• **Work instructions**:
Return the number of lines below with "frond" in them, and nothing else.

[Point localization data]
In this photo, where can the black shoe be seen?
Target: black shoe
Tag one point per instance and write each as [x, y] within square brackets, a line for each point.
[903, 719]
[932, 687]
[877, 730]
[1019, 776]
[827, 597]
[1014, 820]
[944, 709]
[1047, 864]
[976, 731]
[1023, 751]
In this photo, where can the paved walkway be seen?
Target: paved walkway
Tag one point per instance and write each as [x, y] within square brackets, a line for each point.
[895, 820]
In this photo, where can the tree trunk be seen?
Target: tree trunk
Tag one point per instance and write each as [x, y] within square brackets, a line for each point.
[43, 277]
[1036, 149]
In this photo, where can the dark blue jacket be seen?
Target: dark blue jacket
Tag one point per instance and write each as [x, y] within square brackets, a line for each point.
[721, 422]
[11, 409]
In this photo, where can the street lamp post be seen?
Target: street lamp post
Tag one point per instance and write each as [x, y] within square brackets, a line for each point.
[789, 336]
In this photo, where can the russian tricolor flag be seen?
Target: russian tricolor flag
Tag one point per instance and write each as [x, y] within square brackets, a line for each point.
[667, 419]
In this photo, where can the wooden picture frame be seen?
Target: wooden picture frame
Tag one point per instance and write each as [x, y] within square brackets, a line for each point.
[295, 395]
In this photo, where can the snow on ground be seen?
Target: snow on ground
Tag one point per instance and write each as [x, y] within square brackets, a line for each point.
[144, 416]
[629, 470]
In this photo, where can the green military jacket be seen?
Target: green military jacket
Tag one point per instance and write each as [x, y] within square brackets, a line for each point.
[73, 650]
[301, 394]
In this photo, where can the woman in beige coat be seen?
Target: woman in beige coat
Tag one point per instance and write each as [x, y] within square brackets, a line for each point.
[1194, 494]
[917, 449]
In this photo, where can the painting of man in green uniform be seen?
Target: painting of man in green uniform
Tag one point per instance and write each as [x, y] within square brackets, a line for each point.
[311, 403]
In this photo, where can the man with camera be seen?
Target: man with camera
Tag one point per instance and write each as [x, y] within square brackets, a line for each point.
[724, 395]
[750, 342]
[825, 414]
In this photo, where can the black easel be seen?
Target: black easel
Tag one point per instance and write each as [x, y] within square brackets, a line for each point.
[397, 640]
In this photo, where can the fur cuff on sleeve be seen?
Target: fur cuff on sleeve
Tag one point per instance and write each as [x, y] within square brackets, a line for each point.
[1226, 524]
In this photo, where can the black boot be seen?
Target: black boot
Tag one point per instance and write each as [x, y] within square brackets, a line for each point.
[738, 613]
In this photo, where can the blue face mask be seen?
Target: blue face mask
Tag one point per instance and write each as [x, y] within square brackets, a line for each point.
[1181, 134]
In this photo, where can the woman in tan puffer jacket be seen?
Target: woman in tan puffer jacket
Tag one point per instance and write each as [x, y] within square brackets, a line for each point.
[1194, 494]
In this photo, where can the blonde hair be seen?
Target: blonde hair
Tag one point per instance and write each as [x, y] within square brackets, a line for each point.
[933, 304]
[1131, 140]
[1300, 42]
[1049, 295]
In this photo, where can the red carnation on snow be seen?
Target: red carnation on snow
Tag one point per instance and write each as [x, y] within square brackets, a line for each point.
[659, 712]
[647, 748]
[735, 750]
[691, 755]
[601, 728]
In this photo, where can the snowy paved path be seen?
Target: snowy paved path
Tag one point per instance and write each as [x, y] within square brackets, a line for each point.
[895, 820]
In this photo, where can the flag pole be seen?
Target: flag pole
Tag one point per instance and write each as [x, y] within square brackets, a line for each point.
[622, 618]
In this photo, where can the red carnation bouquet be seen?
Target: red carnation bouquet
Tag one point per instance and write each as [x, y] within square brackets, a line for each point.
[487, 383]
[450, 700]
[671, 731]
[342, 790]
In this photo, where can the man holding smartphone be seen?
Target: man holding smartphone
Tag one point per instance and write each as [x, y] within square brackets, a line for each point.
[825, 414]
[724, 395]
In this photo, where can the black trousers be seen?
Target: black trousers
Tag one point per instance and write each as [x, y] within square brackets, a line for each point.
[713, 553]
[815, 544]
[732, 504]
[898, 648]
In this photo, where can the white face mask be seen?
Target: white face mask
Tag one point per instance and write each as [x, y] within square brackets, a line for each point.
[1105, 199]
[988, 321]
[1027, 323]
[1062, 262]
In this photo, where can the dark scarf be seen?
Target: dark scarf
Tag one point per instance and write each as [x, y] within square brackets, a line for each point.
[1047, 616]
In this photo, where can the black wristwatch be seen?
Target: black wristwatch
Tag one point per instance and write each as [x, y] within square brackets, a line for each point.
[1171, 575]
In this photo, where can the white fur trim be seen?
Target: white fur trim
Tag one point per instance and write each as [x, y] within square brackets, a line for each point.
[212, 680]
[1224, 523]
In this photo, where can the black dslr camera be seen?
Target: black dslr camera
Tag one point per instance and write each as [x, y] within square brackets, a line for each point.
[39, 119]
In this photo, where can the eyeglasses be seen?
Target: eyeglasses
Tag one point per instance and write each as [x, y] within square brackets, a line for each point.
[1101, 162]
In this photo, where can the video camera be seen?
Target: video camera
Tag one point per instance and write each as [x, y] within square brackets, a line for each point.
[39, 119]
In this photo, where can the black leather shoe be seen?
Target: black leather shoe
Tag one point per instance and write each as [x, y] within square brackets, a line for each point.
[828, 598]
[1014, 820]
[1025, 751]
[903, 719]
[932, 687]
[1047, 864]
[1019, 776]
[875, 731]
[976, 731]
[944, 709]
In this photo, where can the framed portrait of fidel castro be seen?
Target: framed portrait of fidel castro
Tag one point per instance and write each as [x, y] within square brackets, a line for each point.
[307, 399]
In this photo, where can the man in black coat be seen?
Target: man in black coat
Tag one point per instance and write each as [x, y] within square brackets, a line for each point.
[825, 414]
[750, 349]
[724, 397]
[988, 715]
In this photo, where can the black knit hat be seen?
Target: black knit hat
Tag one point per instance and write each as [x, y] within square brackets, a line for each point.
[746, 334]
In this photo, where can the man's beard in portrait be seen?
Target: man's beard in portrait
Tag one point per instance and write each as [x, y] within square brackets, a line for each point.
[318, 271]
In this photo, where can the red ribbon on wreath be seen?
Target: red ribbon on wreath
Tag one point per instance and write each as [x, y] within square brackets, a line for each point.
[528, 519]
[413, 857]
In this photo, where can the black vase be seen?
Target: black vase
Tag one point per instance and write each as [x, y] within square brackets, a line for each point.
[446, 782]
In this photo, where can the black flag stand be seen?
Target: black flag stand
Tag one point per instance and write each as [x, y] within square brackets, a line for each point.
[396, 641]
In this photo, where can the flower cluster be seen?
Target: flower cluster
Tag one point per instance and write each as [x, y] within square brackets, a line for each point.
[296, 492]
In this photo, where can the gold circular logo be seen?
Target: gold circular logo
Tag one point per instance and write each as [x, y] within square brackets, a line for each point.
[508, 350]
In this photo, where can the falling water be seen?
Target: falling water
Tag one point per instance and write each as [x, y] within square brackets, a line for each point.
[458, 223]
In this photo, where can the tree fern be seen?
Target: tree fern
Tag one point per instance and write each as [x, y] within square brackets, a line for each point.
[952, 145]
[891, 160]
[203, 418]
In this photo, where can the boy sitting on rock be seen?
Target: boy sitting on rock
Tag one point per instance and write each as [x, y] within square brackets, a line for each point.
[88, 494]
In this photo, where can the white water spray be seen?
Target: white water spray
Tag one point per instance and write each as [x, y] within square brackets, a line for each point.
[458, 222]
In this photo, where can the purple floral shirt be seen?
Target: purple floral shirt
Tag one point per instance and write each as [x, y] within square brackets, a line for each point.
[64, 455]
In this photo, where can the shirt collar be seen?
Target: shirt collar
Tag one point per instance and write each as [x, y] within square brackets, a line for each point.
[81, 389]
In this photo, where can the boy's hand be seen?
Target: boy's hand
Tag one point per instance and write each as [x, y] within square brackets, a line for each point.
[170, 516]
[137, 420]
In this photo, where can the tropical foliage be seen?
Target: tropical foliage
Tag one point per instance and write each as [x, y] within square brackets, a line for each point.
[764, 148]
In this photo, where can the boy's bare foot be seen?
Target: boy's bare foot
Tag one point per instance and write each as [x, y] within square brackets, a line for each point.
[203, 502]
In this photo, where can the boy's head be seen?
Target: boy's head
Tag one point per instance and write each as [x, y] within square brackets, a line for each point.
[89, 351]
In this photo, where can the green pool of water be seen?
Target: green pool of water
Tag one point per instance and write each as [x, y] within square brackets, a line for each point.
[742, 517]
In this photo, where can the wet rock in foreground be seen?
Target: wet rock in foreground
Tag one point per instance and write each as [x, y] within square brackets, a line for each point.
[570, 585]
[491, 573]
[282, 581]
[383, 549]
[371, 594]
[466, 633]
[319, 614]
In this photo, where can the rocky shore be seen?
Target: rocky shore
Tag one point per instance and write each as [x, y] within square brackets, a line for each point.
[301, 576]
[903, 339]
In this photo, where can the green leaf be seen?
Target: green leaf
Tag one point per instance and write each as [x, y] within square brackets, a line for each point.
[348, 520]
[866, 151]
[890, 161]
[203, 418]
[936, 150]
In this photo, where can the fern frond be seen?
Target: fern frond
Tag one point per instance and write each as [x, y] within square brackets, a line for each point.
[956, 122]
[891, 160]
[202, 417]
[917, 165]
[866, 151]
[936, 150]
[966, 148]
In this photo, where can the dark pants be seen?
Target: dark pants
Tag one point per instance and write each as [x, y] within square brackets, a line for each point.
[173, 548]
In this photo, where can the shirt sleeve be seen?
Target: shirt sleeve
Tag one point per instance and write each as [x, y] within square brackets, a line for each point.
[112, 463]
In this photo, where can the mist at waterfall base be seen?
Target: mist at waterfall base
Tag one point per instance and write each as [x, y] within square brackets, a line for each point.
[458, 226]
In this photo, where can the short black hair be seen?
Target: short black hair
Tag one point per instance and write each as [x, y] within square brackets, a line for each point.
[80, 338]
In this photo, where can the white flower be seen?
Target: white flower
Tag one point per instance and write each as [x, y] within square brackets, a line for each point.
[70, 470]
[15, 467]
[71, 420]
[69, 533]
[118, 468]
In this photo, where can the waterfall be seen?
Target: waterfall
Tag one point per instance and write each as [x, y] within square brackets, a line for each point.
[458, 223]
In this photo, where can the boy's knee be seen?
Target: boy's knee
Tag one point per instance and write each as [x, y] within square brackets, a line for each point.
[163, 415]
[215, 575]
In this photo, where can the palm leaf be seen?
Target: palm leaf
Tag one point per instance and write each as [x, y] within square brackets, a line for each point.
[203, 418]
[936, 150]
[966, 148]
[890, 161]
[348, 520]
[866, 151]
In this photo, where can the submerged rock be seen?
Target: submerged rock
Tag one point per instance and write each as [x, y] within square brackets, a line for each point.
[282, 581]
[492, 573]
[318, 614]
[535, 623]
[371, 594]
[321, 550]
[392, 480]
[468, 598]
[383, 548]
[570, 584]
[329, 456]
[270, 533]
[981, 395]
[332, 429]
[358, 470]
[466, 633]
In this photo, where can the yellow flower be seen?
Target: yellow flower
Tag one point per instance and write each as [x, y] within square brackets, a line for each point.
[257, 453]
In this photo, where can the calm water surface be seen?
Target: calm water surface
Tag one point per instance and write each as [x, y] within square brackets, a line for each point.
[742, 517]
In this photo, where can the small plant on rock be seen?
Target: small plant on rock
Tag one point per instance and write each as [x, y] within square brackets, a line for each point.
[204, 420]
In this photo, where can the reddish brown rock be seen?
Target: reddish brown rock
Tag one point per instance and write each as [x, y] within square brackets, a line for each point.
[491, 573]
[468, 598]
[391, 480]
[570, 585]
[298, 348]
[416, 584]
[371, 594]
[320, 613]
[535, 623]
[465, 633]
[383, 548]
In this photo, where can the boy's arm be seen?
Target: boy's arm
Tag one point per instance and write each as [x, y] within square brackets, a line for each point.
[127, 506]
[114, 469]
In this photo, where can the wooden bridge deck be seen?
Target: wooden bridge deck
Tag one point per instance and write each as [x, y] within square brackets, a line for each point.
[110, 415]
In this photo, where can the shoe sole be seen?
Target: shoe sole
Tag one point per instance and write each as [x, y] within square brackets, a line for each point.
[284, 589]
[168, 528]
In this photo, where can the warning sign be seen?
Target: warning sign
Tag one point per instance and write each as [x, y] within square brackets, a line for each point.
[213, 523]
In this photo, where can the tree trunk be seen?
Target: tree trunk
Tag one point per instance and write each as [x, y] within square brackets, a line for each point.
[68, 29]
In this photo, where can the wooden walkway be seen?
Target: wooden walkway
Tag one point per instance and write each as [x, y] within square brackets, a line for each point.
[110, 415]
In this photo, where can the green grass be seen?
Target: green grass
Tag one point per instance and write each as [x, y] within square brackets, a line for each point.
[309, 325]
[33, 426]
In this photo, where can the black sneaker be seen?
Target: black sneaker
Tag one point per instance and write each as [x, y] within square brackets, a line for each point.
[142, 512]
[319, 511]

• **Solution to this exercise**:
2